Prompt:
Scan the entries below for the word "pale" and copy every line in which it occurs.

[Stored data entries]
::::::::::
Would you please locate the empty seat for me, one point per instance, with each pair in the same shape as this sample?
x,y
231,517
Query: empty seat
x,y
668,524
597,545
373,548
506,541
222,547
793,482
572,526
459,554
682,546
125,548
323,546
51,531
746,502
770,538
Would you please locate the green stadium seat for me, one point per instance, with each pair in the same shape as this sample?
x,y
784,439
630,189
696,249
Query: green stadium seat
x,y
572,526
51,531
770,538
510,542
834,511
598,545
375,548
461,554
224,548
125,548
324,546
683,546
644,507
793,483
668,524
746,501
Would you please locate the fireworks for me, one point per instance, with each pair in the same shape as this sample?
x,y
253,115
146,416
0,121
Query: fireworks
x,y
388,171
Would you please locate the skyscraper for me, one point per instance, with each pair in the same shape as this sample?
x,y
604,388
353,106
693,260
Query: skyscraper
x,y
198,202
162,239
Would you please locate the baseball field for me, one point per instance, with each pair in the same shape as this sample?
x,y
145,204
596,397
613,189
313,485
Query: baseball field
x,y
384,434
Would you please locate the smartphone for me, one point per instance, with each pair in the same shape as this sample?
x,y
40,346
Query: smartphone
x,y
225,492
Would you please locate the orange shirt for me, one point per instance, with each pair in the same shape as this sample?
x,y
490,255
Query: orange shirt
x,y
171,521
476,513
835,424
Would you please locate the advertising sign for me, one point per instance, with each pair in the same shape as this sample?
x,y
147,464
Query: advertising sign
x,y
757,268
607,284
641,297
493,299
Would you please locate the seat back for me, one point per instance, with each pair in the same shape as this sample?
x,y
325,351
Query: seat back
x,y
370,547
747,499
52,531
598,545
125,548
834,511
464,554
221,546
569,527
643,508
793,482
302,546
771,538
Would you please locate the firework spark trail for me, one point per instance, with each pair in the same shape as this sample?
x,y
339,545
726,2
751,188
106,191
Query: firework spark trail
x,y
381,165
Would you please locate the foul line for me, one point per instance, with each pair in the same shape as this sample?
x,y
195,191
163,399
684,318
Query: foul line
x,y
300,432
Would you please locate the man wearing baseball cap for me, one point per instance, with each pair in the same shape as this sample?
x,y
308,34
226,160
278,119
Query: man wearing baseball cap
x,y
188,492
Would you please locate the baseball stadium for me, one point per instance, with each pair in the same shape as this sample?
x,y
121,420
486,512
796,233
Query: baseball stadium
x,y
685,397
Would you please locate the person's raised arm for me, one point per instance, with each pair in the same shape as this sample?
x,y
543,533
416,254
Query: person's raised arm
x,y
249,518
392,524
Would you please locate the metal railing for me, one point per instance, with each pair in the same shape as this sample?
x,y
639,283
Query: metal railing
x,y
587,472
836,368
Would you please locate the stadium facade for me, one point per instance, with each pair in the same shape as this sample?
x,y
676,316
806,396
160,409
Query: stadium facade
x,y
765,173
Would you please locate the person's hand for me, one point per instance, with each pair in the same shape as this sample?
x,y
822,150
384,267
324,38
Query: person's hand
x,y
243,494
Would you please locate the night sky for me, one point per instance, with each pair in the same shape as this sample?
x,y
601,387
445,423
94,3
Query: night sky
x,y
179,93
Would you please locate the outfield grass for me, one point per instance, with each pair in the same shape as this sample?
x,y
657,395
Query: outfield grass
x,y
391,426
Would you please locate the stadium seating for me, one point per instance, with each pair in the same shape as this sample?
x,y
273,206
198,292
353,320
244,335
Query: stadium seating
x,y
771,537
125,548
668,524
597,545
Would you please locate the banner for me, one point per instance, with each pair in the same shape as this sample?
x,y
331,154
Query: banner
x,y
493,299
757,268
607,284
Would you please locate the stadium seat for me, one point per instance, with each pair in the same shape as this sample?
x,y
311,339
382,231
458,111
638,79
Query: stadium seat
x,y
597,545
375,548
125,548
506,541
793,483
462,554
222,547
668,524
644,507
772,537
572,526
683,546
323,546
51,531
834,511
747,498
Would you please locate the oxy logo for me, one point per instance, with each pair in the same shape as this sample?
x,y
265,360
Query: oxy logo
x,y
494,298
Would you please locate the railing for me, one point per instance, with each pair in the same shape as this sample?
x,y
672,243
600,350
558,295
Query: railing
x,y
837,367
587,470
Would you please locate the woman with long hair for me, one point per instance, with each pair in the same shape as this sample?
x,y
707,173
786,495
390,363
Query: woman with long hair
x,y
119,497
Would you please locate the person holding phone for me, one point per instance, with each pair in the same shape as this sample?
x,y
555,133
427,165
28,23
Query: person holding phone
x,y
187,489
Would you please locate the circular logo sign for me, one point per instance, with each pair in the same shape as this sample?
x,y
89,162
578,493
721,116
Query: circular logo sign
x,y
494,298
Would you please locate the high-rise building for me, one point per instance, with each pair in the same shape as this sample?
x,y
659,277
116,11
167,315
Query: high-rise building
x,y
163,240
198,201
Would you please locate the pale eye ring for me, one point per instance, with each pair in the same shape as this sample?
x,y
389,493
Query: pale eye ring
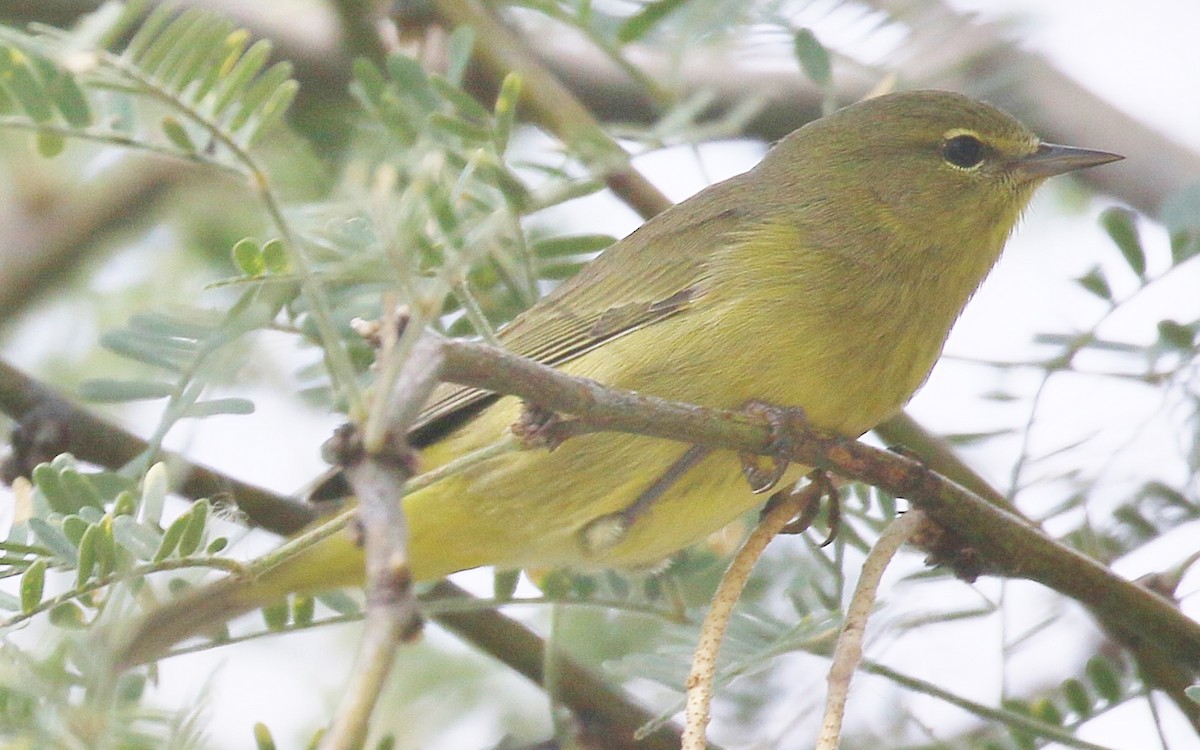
::::::::::
Result of this task:
Would you please locate the pale eye ring for me, one point per instance, with each pair in the same shape as this sample?
Query: pale eye ring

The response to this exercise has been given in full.